#### [The problem]
Copy out the rows below that begin with the line containing "Where can you spot the woman's ear?" and end with the line containing "[[67, 314]]", including both of those lines, reproducing each line verbatim.

-- BEGIN Listed records --

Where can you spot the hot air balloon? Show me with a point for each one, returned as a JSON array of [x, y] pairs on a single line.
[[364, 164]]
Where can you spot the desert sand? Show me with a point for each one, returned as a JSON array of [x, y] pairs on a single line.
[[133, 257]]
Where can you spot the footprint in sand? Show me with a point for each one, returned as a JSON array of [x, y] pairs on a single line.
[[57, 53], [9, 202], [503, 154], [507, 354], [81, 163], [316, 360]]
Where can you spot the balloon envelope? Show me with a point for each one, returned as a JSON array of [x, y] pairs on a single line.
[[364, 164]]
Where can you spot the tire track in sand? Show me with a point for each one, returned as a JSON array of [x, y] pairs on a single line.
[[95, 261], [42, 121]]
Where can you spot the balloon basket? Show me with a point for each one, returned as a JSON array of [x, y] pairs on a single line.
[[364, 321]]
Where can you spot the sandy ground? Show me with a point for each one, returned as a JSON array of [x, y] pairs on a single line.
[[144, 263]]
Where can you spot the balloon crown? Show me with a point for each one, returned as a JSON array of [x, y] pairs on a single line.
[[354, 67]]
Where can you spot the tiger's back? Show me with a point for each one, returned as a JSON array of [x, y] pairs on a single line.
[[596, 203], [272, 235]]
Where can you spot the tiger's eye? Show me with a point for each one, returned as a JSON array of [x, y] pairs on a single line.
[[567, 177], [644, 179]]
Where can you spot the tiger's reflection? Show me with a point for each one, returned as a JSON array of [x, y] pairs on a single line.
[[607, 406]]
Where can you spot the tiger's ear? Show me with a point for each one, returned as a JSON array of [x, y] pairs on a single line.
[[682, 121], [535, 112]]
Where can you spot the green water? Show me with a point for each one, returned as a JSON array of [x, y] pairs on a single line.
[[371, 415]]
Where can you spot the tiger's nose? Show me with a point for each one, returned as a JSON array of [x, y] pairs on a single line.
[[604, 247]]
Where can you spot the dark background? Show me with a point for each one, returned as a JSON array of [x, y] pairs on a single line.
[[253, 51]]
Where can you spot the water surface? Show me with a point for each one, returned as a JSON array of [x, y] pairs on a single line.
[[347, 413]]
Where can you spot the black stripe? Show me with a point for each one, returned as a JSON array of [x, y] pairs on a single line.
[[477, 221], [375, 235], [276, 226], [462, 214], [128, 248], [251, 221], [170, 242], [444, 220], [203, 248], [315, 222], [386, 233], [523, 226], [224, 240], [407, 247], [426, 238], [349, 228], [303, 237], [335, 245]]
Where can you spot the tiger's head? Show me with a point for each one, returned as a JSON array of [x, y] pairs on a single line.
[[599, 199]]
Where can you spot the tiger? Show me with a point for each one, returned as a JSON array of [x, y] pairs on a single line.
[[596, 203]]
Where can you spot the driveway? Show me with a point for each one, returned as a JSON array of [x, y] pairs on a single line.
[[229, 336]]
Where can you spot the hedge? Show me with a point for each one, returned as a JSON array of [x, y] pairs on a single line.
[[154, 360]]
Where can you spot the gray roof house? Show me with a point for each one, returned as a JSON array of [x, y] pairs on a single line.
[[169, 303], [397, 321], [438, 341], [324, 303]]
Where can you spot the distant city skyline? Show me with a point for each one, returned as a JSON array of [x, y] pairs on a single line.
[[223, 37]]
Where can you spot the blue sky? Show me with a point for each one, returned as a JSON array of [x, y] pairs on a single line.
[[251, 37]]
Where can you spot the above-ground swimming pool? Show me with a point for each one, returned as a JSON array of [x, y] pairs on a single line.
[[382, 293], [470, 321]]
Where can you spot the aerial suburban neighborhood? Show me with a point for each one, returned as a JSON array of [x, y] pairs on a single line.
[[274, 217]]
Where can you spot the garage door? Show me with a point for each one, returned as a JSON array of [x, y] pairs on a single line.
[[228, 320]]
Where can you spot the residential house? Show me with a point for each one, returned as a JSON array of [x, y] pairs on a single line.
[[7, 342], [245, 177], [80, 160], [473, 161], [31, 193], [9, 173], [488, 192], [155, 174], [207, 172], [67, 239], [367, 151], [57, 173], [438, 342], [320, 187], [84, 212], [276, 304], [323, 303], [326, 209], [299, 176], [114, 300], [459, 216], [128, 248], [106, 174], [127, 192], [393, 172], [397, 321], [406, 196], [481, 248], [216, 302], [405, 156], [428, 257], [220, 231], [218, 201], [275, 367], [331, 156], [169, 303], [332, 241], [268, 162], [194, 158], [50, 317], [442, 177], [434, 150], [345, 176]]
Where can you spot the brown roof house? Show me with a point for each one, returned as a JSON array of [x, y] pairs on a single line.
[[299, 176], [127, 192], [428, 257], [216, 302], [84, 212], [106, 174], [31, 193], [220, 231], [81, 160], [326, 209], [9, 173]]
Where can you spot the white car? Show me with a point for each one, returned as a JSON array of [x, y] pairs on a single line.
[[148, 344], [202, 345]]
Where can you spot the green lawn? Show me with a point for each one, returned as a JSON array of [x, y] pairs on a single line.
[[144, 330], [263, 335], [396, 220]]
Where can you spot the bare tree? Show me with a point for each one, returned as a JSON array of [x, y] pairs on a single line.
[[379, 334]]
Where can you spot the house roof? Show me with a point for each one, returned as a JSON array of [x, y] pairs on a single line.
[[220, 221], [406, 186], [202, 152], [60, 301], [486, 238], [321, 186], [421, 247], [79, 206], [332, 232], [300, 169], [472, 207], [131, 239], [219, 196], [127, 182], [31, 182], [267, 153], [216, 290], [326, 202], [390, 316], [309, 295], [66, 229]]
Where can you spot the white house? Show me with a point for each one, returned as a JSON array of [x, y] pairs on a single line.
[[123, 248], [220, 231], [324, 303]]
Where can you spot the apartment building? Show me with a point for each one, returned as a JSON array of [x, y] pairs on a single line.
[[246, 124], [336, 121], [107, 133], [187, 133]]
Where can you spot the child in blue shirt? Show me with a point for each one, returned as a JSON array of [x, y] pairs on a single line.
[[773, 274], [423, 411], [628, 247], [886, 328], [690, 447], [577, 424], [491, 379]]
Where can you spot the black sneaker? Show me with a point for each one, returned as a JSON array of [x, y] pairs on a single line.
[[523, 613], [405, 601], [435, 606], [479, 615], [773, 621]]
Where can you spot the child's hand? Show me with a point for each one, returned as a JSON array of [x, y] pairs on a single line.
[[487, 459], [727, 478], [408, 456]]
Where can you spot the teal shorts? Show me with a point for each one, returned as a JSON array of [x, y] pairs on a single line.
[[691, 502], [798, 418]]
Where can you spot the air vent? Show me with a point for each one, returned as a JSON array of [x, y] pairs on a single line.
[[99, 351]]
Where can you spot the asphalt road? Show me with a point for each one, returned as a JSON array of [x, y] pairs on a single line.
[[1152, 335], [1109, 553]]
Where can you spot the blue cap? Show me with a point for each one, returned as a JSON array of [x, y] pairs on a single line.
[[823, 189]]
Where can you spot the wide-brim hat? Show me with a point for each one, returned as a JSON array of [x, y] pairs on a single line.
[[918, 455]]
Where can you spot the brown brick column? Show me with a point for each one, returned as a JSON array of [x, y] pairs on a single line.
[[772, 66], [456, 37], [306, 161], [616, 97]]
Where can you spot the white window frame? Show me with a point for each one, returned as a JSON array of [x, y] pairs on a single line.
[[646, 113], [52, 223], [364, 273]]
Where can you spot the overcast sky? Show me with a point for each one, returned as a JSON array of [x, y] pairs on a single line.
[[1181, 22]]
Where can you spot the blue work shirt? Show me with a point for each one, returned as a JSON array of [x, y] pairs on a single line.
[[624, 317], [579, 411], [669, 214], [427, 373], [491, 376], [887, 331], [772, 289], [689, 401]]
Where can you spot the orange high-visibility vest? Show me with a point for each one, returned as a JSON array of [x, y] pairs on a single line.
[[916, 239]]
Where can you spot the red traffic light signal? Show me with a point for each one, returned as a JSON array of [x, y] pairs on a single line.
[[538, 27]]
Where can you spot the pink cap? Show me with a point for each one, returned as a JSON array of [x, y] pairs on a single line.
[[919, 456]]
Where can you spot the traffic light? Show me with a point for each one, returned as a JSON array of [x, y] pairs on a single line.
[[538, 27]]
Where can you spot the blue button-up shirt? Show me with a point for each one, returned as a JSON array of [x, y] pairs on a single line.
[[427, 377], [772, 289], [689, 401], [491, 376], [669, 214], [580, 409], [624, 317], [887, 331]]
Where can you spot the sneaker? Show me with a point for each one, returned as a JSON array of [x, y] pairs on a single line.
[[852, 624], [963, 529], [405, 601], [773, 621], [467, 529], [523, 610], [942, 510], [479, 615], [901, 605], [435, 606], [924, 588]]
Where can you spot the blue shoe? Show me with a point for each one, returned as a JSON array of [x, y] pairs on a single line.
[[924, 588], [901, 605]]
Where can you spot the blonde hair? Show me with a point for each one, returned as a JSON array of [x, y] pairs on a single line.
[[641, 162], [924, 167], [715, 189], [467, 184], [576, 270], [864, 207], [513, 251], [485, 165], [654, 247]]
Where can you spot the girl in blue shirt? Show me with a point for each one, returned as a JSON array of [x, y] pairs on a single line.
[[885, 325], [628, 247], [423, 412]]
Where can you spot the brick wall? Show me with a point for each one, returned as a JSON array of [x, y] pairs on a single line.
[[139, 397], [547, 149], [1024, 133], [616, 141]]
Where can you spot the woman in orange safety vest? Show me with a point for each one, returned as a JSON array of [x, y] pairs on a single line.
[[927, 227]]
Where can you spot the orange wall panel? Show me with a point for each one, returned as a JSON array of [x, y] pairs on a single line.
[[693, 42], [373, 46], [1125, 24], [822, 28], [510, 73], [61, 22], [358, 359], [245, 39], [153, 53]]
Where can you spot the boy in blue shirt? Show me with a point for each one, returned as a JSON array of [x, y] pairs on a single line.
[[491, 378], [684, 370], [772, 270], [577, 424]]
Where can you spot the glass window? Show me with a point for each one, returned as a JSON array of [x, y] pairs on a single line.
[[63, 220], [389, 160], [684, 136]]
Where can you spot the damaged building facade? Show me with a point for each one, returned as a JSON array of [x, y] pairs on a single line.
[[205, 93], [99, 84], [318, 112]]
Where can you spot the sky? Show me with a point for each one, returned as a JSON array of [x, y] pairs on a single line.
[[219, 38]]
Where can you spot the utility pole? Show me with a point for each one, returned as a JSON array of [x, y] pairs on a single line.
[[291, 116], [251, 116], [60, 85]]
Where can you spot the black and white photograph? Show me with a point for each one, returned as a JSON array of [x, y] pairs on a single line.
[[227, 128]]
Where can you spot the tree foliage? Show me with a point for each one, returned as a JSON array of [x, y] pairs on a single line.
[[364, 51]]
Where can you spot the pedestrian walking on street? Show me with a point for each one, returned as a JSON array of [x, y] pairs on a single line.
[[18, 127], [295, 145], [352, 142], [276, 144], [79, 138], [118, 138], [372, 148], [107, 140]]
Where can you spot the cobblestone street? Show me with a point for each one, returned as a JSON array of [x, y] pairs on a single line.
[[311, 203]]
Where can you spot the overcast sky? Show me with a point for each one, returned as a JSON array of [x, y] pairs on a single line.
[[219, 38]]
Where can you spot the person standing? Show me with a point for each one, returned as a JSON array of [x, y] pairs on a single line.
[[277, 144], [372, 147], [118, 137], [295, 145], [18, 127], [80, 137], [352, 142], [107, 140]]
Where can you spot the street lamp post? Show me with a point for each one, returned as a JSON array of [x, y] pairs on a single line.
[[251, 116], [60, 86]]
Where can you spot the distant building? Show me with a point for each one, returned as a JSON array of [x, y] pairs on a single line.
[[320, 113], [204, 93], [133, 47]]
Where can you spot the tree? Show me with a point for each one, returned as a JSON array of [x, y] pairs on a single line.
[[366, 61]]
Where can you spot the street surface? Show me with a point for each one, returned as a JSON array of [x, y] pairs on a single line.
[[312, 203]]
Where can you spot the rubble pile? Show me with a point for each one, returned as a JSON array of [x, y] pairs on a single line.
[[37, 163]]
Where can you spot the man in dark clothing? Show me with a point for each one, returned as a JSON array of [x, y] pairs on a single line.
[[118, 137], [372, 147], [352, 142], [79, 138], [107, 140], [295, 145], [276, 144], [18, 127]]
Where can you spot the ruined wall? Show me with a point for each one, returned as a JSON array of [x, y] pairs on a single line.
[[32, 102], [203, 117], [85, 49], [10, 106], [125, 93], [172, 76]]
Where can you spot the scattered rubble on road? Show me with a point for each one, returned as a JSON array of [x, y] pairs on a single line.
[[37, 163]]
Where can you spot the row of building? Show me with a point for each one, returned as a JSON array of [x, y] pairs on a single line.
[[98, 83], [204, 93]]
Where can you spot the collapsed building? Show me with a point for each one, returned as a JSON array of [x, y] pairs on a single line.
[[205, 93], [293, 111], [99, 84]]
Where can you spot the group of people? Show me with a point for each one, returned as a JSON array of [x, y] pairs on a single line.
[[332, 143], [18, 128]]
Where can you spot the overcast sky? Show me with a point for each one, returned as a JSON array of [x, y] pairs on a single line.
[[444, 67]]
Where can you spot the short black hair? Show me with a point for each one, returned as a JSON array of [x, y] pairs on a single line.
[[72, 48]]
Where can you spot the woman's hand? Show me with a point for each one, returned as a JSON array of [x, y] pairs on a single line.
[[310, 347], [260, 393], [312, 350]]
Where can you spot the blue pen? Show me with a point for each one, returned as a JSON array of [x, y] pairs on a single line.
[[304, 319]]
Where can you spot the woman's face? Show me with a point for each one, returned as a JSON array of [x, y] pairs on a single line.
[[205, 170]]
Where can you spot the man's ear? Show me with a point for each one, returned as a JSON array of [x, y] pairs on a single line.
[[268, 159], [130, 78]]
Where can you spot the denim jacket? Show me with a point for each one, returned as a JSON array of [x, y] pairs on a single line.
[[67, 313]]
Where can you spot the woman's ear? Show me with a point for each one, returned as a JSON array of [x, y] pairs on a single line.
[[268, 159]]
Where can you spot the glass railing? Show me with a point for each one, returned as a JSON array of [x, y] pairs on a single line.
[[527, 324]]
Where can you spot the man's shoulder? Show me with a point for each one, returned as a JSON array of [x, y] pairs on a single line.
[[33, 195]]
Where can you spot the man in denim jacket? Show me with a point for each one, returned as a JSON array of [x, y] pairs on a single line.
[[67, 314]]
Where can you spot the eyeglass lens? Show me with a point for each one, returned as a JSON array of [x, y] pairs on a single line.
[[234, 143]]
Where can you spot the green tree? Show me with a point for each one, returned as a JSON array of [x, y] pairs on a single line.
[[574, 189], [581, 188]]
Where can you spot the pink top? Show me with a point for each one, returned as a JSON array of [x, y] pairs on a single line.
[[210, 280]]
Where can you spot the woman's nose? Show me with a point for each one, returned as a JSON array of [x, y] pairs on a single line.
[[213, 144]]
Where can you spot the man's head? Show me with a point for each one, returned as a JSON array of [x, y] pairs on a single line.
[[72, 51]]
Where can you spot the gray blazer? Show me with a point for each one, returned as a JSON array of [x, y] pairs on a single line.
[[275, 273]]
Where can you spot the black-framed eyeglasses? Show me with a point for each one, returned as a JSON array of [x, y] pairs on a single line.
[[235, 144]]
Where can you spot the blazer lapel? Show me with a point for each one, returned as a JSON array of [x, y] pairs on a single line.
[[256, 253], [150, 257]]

-- END Listed records --

#### [Correct result]
Where can you spot the woman's ear? Show me with a point for each one, returned as a JSON array of [x, y] pairs on a single line.
[[268, 159]]
Where can you spot the glass railing? Show me with a point for each one, returned as a JSON array of [x, y] pairs on a single line.
[[527, 324]]
Where can you spot the man's shoulder? Show me with a point for each one, returned as a JSON array of [x, y] pairs on a single line.
[[33, 195]]
Where can you spot the man in denim jacket? Show me with a point for each one, returned as a JSON array of [x, y] pairs on a single line.
[[67, 314]]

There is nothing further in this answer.